Stored entries
..............................

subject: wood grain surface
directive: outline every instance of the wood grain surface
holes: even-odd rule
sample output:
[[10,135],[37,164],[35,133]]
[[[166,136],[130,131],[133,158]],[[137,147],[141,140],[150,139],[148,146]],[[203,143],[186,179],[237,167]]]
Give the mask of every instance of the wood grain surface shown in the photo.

..............................

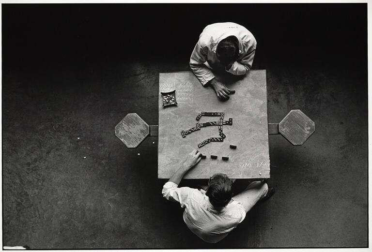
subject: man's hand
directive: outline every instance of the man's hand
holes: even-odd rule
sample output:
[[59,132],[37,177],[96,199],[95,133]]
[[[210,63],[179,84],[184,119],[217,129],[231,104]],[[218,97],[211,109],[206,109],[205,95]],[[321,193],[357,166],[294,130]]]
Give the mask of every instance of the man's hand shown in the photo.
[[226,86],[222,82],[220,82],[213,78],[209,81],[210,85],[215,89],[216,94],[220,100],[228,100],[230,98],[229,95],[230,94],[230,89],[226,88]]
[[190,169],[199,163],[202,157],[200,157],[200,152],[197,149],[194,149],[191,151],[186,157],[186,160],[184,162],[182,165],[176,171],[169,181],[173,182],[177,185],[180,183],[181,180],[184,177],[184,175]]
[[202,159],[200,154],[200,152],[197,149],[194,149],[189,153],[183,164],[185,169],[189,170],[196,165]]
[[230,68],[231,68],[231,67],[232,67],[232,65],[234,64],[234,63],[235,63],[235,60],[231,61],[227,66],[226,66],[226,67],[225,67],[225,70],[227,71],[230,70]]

..............................

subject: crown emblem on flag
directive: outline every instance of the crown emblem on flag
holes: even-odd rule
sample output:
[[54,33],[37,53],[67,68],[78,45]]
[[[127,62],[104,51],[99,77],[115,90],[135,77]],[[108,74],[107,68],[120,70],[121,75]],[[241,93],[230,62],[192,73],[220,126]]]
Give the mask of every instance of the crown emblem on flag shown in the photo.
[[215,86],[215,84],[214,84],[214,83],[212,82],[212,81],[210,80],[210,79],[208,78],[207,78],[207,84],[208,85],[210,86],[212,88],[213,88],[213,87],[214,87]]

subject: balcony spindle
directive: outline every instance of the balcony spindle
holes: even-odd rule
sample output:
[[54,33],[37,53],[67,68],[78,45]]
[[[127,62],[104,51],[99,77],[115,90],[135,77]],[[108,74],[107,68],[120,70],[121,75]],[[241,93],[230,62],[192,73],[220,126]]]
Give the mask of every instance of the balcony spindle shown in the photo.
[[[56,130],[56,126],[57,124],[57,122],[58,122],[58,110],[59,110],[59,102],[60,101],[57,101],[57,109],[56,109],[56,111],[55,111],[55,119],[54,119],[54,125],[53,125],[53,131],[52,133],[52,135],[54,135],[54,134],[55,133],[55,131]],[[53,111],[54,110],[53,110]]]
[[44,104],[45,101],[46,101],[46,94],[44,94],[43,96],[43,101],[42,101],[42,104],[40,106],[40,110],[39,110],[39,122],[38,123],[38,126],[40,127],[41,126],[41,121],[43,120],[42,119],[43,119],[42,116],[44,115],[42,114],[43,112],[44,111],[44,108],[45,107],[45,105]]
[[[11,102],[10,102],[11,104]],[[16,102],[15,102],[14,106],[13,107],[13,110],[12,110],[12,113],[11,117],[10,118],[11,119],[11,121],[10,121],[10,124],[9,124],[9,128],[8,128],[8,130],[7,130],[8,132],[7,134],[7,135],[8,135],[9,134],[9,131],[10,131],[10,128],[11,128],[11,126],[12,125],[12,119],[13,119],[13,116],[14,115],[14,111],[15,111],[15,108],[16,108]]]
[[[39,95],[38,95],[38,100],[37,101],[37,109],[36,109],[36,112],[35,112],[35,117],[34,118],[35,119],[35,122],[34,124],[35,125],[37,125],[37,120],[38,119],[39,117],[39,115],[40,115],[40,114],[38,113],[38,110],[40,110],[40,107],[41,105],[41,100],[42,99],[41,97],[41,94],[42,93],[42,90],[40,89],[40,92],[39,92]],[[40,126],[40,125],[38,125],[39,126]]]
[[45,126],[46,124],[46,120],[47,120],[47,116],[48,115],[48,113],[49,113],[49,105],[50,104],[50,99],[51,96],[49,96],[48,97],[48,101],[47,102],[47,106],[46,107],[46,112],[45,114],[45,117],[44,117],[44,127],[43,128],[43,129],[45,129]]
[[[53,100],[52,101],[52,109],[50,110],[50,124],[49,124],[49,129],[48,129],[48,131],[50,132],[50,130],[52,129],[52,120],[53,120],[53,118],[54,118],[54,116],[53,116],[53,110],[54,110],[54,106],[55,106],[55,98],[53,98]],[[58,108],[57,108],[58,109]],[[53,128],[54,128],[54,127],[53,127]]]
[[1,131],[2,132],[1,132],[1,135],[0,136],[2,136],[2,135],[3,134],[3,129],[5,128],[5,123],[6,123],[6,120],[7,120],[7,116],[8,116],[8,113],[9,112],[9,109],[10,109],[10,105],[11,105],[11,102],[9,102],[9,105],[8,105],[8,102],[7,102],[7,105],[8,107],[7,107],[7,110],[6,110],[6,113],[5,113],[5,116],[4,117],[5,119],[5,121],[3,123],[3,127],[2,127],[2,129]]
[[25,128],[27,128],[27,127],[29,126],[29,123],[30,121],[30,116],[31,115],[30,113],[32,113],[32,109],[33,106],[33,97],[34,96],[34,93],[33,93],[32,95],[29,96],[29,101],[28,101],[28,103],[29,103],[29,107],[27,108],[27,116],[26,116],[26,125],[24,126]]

..............................

→ **WHAT IS REQUIRED**: Can you print, unchanged, the lines of the records from the line with "subject: crown emblem on flag" up to and including the line with "Give the mask of every instance of the crown"?

→ **FULL SOLUTION**:
subject: crown emblem on flag
directive: outline every instance of the crown emblem on flag
holes: even-odd rule
sample output:
[[54,33],[37,53],[67,68],[78,45]]
[[[127,62],[104,51],[99,77],[115,90],[135,77]],[[108,74],[107,68],[120,70],[121,75]],[[241,93],[230,62],[192,73],[220,126]]]
Give the mask of every instance of the crown emblem on flag shown in the photo.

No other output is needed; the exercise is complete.